## TASK DESCRIPTION
Transcribe the records below word for word, leaving every picture out.

___ EXTRACTED RECORDS ___

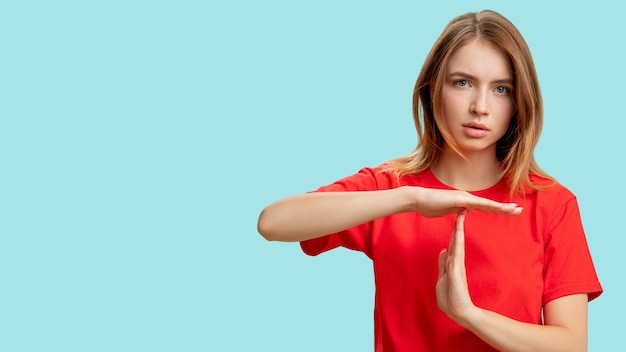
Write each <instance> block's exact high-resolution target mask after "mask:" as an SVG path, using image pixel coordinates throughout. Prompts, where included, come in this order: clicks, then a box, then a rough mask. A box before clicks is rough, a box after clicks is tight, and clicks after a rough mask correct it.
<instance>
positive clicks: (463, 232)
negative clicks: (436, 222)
mask: <svg viewBox="0 0 626 352" xmlns="http://www.w3.org/2000/svg"><path fill="white" fill-rule="evenodd" d="M466 213H467V211H466V210H462V211H460V212H459V213H458V215H457V217H456V224H455V228H454V232H453V233H452V237H451V238H450V245H449V248H448V250H447V251H446V250H445V249H444V250H442V251H441V253H439V274H438V278H437V286H436V293H437V305H438V306H439V308H440V309H441V310H442V311H443V312H444V313H446V315H448V316H449V317H450V318H452V319H453V320H454V321H456V322H457V323H459V324H460V325H461V326H466V324H467V322H468V321H469V320H470V317H471V316H472V315H473V314H474V313H475V312H476V310H477V308H476V306H475V305H474V303H473V302H472V299H471V297H470V295H469V289H468V287H467V274H466V272H465V232H464V230H463V223H464V221H465V215H466Z"/></svg>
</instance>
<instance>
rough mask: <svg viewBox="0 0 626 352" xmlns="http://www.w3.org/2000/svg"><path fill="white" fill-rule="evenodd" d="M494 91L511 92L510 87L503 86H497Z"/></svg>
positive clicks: (510, 88)
mask: <svg viewBox="0 0 626 352" xmlns="http://www.w3.org/2000/svg"><path fill="white" fill-rule="evenodd" d="M496 93H498V94H510V93H511V88H509V87H505V86H497V87H496Z"/></svg>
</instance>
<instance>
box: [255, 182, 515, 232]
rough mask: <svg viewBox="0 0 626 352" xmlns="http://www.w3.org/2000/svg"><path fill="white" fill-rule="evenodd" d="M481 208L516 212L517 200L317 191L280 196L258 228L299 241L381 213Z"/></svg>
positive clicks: (408, 194) (375, 192)
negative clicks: (276, 201) (293, 195)
mask: <svg viewBox="0 0 626 352" xmlns="http://www.w3.org/2000/svg"><path fill="white" fill-rule="evenodd" d="M463 208H468V209H480V210H484V211H489V212H497V213H502V214H509V215H516V214H519V213H520V212H521V211H522V209H521V208H519V207H518V206H517V205H516V204H508V203H498V202H495V201H492V200H489V199H485V198H480V197H477V196H474V195H471V194H470V193H467V192H463V191H451V190H438V189H430V188H422V187H409V186H404V187H399V188H395V189H389V190H382V191H362V192H318V193H307V194H301V195H296V196H291V197H287V198H284V199H281V200H279V201H277V202H275V203H273V204H271V205H269V206H268V207H266V208H265V209H263V211H262V212H261V215H260V216H259V221H258V224H257V228H258V231H259V233H260V234H261V235H262V236H263V237H265V238H266V239H267V240H271V241H285V242H292V241H303V240H307V239H311V238H316V237H321V236H324V235H328V234H331V233H335V232H338V231H342V230H345V229H348V228H350V227H353V226H356V225H360V224H363V223H366V222H368V221H371V220H374V219H378V218H381V217H384V216H388V215H392V214H398V213H402V212H409V211H416V212H419V213H421V214H422V215H424V216H428V217H434V216H442V215H445V214H450V213H454V212H458V211H459V210H460V209H463Z"/></svg>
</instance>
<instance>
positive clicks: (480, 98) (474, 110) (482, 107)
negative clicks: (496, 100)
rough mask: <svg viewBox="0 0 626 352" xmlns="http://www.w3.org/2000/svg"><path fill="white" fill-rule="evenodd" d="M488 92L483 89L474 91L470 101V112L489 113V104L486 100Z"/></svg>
mask: <svg viewBox="0 0 626 352" xmlns="http://www.w3.org/2000/svg"><path fill="white" fill-rule="evenodd" d="M487 97H488V93H487V92H485V91H484V90H483V89H479V90H477V91H476V93H475V94H474V96H473V97H472V103H471V104H470V112H471V113H472V114H476V115H487V114H489V104H488V102H487V99H488V98H487Z"/></svg>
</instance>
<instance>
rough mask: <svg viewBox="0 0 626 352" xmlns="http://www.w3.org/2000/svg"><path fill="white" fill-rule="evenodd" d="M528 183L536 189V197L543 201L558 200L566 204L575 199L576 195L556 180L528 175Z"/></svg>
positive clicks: (567, 188)
mask: <svg viewBox="0 0 626 352" xmlns="http://www.w3.org/2000/svg"><path fill="white" fill-rule="evenodd" d="M529 178H530V182H532V184H533V185H534V186H535V187H537V190H535V191H534V192H537V197H538V198H541V199H544V200H554V201H556V200H560V201H563V202H568V201H571V200H575V199H576V195H574V193H572V191H570V190H569V189H568V188H567V187H565V186H564V185H562V184H561V183H559V182H558V181H556V180H553V179H548V178H545V177H543V176H539V175H536V174H530V177H529Z"/></svg>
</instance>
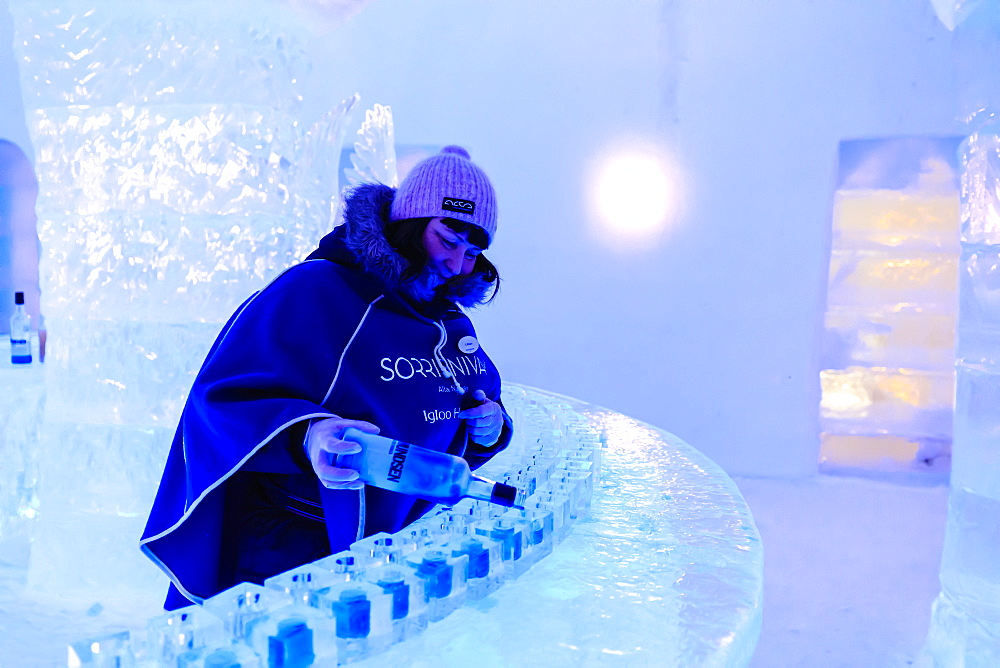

___

## OUTPUT FOR THIS EXERCISE
Write each <instance> block's exact high-resolution target mask after "mask:" as an SVG path, using image pixel coordinates throughout. Prompts, where included, come in this order: clicks, then a box, then a rough mask. A box before clicks is rough, a box after clicks is tight, and clicks after a rough mask correct it.
<instance>
positive clicks: (463, 232)
negative clicks: (436, 222)
mask: <svg viewBox="0 0 626 352" xmlns="http://www.w3.org/2000/svg"><path fill="white" fill-rule="evenodd" d="M466 213H467V211H466V210H462V211H460V212H459V213H458V215H457V217H456V224H455V228H454V232H453V233H452V237H451V238H450V245H449V248H448V250H447V251H446V250H445V249H444V250H442V251H441V253H439V274H438V278H437V286H436V293H437V305H438V306H439V308H440V309H441V310H442V311H443V312H444V313H446V315H448V316H449V317H450V318H452V319H453V320H454V321H456V322H457V323H459V324H460V325H461V326H466V324H467V322H468V321H469V320H470V317H471V316H472V315H473V314H474V313H475V312H476V310H477V308H476V306H475V305H474V303H473V302H472V299H471V297H470V295H469V289H468V287H467V274H466V272H465V232H464V230H463V223H464V221H465V215H466Z"/></svg>
</instance>
<instance>
rough mask: <svg viewBox="0 0 626 352" xmlns="http://www.w3.org/2000/svg"><path fill="white" fill-rule="evenodd" d="M494 91L511 92L510 87L503 86H497Z"/></svg>
positive clicks: (510, 88)
mask: <svg viewBox="0 0 626 352" xmlns="http://www.w3.org/2000/svg"><path fill="white" fill-rule="evenodd" d="M496 93H498V94H510V93H511V88H509V87H505V86H497V87H496Z"/></svg>
</instance>
<instance>
box: [255, 182, 515, 232]
rough mask: <svg viewBox="0 0 626 352" xmlns="http://www.w3.org/2000/svg"><path fill="white" fill-rule="evenodd" d="M481 208L516 212L517 200L317 191L280 196L258 228L299 241L381 213Z"/></svg>
positive clicks: (408, 194) (375, 192)
negative clicks: (276, 201) (293, 195)
mask: <svg viewBox="0 0 626 352" xmlns="http://www.w3.org/2000/svg"><path fill="white" fill-rule="evenodd" d="M463 208H468V209H480V210H484V211H489V212H497V213H502V214H509V215H516V214H519V213H520V212H521V211H522V209H521V208H519V207H518V206H517V205H516V204H508V203H498V202H495V201H492V200H489V199H485V198H480V197H477V196H474V195H471V194H470V193H467V192H463V191H451V190H438V189H430V188H422V187H409V186H404V187H399V188H395V189H389V190H382V191H362V192H318V193H307V194H301V195H296V196H291V197H287V198H284V199H281V200H279V201H277V202H275V203H273V204H271V205H269V206H268V207H266V208H265V209H263V211H262V212H261V215H260V216H259V221H258V224H257V228H258V231H259V233H260V234H261V235H262V236H263V237H265V238H266V239H267V240H271V241H285V242H292V241H303V240H307V239H311V238H316V237H321V236H324V235H328V234H331V233H335V232H338V231H342V230H345V229H348V228H350V227H353V226H356V225H360V224H363V223H366V222H368V221H371V220H374V219H378V218H381V217H384V216H388V215H392V214H398V213H402V212H409V211H416V212H419V213H421V214H422V215H424V216H428V217H434V216H442V215H445V214H450V213H454V212H458V211H459V210H460V209H463Z"/></svg>
</instance>
<instance>
positive clicks: (480, 98) (474, 110) (482, 107)
negative clicks: (496, 100)
rough mask: <svg viewBox="0 0 626 352" xmlns="http://www.w3.org/2000/svg"><path fill="white" fill-rule="evenodd" d="M488 92L483 89L474 91L470 101V112L489 113V104L486 100Z"/></svg>
mask: <svg viewBox="0 0 626 352" xmlns="http://www.w3.org/2000/svg"><path fill="white" fill-rule="evenodd" d="M487 97H488V93H487V92H485V91H484V90H483V89H479V90H477V91H476V93H475V94H474V96H473V97H472V103H471V104H470V112H471V113H472V114H476V115H487V114H489V104H488V102H487V99H488V98H487Z"/></svg>
</instance>
<instance>
rough mask: <svg viewBox="0 0 626 352" xmlns="http://www.w3.org/2000/svg"><path fill="white" fill-rule="evenodd" d="M528 183L536 189V197L543 201L558 200L566 204L575 199L576 195L556 180L528 175Z"/></svg>
positive clicks: (567, 188)
mask: <svg viewBox="0 0 626 352" xmlns="http://www.w3.org/2000/svg"><path fill="white" fill-rule="evenodd" d="M529 178H530V182H532V184H533V185H534V186H535V187H537V190H535V191H534V192H537V197H538V198H541V199H544V200H554V201H556V200H560V201H563V202H568V201H571V200H575V199H576V195H574V193H572V191H570V190H569V189H568V188H567V187H565V186H564V185H562V184H561V183H559V182H558V181H556V180H553V179H548V178H545V177H543V176H539V175H536V174H530V177H529Z"/></svg>
</instance>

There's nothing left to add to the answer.